§ **Material provided**
- Opening Delimiter -
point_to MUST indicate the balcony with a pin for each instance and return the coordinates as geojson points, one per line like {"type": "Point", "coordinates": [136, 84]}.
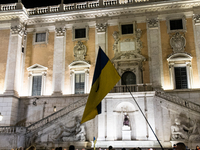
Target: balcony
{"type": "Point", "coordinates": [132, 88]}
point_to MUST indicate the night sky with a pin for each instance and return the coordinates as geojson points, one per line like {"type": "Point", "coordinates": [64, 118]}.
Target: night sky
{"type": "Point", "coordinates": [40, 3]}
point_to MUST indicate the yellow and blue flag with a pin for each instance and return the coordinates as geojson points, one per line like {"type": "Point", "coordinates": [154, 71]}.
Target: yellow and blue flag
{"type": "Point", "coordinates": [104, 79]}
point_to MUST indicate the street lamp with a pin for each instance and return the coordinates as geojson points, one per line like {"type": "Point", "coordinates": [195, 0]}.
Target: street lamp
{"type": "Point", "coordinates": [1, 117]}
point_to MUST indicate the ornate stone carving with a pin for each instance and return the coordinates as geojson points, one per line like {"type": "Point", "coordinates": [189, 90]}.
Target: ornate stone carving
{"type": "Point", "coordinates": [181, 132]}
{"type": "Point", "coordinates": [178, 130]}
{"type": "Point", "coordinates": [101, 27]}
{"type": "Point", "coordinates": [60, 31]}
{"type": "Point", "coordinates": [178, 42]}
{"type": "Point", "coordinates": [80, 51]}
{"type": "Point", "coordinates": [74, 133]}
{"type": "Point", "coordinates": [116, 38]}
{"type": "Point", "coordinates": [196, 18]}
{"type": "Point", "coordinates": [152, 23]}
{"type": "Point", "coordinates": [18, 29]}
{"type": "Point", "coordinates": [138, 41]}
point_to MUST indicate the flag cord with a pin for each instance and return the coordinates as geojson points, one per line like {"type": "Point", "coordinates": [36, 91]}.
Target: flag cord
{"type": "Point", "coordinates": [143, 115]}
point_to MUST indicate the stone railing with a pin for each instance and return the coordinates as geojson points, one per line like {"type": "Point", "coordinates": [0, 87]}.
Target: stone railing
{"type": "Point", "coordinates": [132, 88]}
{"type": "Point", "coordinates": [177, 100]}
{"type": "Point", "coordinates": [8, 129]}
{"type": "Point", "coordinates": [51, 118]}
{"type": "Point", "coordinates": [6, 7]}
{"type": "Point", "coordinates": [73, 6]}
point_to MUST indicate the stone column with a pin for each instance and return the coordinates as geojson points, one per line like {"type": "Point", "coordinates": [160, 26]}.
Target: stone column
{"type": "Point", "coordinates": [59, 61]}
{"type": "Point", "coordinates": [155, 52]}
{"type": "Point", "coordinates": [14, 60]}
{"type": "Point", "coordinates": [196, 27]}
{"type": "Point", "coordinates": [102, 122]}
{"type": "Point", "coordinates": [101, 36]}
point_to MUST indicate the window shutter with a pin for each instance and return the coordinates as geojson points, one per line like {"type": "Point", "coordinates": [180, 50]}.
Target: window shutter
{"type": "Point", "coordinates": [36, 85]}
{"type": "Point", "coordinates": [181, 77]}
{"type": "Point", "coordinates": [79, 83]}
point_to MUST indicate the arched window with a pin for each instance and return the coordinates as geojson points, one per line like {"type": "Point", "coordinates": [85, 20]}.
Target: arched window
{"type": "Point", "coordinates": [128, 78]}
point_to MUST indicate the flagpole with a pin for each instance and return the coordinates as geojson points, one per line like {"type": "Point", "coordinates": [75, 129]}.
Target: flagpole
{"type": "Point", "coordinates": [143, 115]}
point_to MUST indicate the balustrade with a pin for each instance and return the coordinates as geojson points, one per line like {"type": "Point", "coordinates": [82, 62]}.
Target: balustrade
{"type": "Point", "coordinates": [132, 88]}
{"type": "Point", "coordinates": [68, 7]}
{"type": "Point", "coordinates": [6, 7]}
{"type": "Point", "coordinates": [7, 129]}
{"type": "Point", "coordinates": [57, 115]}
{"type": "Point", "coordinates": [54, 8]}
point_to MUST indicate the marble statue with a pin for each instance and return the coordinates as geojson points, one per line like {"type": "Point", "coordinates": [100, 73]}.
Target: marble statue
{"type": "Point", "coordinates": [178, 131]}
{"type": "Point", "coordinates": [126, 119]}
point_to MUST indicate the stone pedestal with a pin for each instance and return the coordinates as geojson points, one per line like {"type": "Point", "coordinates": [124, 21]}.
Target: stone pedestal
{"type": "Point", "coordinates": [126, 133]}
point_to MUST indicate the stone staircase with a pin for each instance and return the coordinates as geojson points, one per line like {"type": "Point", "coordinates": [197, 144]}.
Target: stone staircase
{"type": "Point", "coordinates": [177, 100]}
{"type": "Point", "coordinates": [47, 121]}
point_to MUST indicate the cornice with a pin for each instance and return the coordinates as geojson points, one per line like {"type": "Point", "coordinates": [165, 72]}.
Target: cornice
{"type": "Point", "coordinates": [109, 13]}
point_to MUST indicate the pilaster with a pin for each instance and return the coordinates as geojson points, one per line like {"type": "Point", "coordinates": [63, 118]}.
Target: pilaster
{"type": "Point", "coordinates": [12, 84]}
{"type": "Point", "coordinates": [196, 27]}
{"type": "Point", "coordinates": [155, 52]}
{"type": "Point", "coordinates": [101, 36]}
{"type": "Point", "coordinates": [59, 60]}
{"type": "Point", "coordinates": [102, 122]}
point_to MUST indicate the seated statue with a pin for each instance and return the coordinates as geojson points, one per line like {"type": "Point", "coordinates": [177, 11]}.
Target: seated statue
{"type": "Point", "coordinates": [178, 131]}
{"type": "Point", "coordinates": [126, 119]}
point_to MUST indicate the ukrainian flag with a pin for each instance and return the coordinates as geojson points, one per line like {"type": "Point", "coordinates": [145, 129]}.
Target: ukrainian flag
- Closing Delimiter -
§ **Task details**
Could you restate the entries word for word, skipping any pictures?

§ **Task response**
point_to MUST indicate the balcony with a pin for each instance and return the coordinates as geojson points, one per line like {"type": "Point", "coordinates": [136, 84]}.
Target: balcony
{"type": "Point", "coordinates": [132, 88]}
point_to MUST indicate the night sky with a pin for each instance and return the coordinates as geojson points, one per line like {"type": "Point", "coordinates": [64, 118]}.
Target: night sky
{"type": "Point", "coordinates": [40, 3]}
point_to MUST indicate the yellow and blue flag with a pin for each instance and return the coordinates as geojson points, one per line like {"type": "Point", "coordinates": [154, 71]}.
Target: yellow and blue flag
{"type": "Point", "coordinates": [104, 79]}
point_to MUST indicate the street lamp with a pin for each instance and return the coordinates as geojson points, one per line like {"type": "Point", "coordinates": [195, 0]}.
Target: street lamp
{"type": "Point", "coordinates": [1, 117]}
point_to MUST indicate the ornate stone carving with a pin for each instance and return the coordinates as geojson points, one per line like {"type": "Point", "coordinates": [189, 90]}.
Target: ornate stone carving
{"type": "Point", "coordinates": [181, 132]}
{"type": "Point", "coordinates": [178, 130]}
{"type": "Point", "coordinates": [101, 27]}
{"type": "Point", "coordinates": [60, 31]}
{"type": "Point", "coordinates": [178, 42]}
{"type": "Point", "coordinates": [80, 51]}
{"type": "Point", "coordinates": [74, 133]}
{"type": "Point", "coordinates": [116, 38]}
{"type": "Point", "coordinates": [196, 18]}
{"type": "Point", "coordinates": [152, 23]}
{"type": "Point", "coordinates": [18, 29]}
{"type": "Point", "coordinates": [138, 41]}
point_to MUST indicate the flag cord with a pin for each instance and return the coordinates as geojson points, one per line like {"type": "Point", "coordinates": [36, 91]}.
Target: flag cord
{"type": "Point", "coordinates": [143, 115]}
point_to MUST indicate the stone railing with a pin for each instance and return the coordinates as geojson points, one per line like {"type": "Point", "coordinates": [0, 87]}.
Target: stone railing
{"type": "Point", "coordinates": [132, 88]}
{"type": "Point", "coordinates": [177, 100]}
{"type": "Point", "coordinates": [8, 129]}
{"type": "Point", "coordinates": [51, 118]}
{"type": "Point", "coordinates": [6, 7]}
{"type": "Point", "coordinates": [73, 6]}
point_to MUST indicate the stone column with a pin for each instance and return the coordinates as geojson points, one per line like {"type": "Point", "coordinates": [160, 26]}.
Target: stone column
{"type": "Point", "coordinates": [59, 61]}
{"type": "Point", "coordinates": [155, 52]}
{"type": "Point", "coordinates": [14, 60]}
{"type": "Point", "coordinates": [196, 27]}
{"type": "Point", "coordinates": [102, 122]}
{"type": "Point", "coordinates": [101, 36]}
point_to MUST indicate the window shutter with a pin for each instance and return the coordinates as geojson points, one per line like {"type": "Point", "coordinates": [180, 50]}.
Target: window shutter
{"type": "Point", "coordinates": [36, 85]}
{"type": "Point", "coordinates": [181, 77]}
{"type": "Point", "coordinates": [79, 83]}
point_to MUST indicate the arched window with a pin for each instance and return the coordinates as geojson points, one per line like {"type": "Point", "coordinates": [85, 20]}.
Target: arched window
{"type": "Point", "coordinates": [128, 78]}
point_to MUST indicate the flagpole with a pin for each instance and return the coordinates as geojson points, one per line like {"type": "Point", "coordinates": [75, 129]}.
Target: flagpole
{"type": "Point", "coordinates": [143, 115]}
point_to MUST indicate the balustrade with a pin for each instance and return the coordinates as geojson points, one per line like {"type": "Point", "coordinates": [82, 62]}.
Target: balustrade
{"type": "Point", "coordinates": [132, 88]}
{"type": "Point", "coordinates": [68, 7]}
{"type": "Point", "coordinates": [6, 7]}
{"type": "Point", "coordinates": [7, 129]}
{"type": "Point", "coordinates": [57, 115]}
{"type": "Point", "coordinates": [54, 8]}
point_to MUST indicate the marble statue with a pin for each instance and return the coordinates as geojson points, one per line like {"type": "Point", "coordinates": [100, 73]}.
Target: marble statue
{"type": "Point", "coordinates": [178, 131]}
{"type": "Point", "coordinates": [126, 119]}
point_to MUST indicate the stone pedestal with a pin for each instance and return the coordinates as geojson points, one per line like {"type": "Point", "coordinates": [124, 21]}.
Target: stone pedestal
{"type": "Point", "coordinates": [126, 133]}
point_to MUST indicate the stone staircase with a pin for each instance and return the coordinates as geojson points, one per line like {"type": "Point", "coordinates": [197, 144]}.
Target: stone staircase
{"type": "Point", "coordinates": [177, 100]}
{"type": "Point", "coordinates": [47, 121]}
point_to MUST indicate the cornice with a pin for each instance and return the coordinates as geojson points, one per line like {"type": "Point", "coordinates": [165, 72]}.
Target: cornice
{"type": "Point", "coordinates": [109, 13]}
point_to MUST indicate the pilaster with a pin for each instance and return the coordinates as geojson points, one per line like {"type": "Point", "coordinates": [63, 118]}.
Target: pilaster
{"type": "Point", "coordinates": [12, 84]}
{"type": "Point", "coordinates": [196, 27]}
{"type": "Point", "coordinates": [155, 52]}
{"type": "Point", "coordinates": [101, 36]}
{"type": "Point", "coordinates": [59, 60]}
{"type": "Point", "coordinates": [102, 122]}
point_to MUST indicate the seated statue with a pin for each instance and return the coordinates as geojson points, one per line like {"type": "Point", "coordinates": [177, 11]}.
Target: seated statue
{"type": "Point", "coordinates": [178, 131]}
{"type": "Point", "coordinates": [126, 119]}
point_to MUST indicate the ukrainian flag with a pin for each instance and return the coordinates as geojson points, one per line like {"type": "Point", "coordinates": [145, 129]}.
Target: ukrainian flag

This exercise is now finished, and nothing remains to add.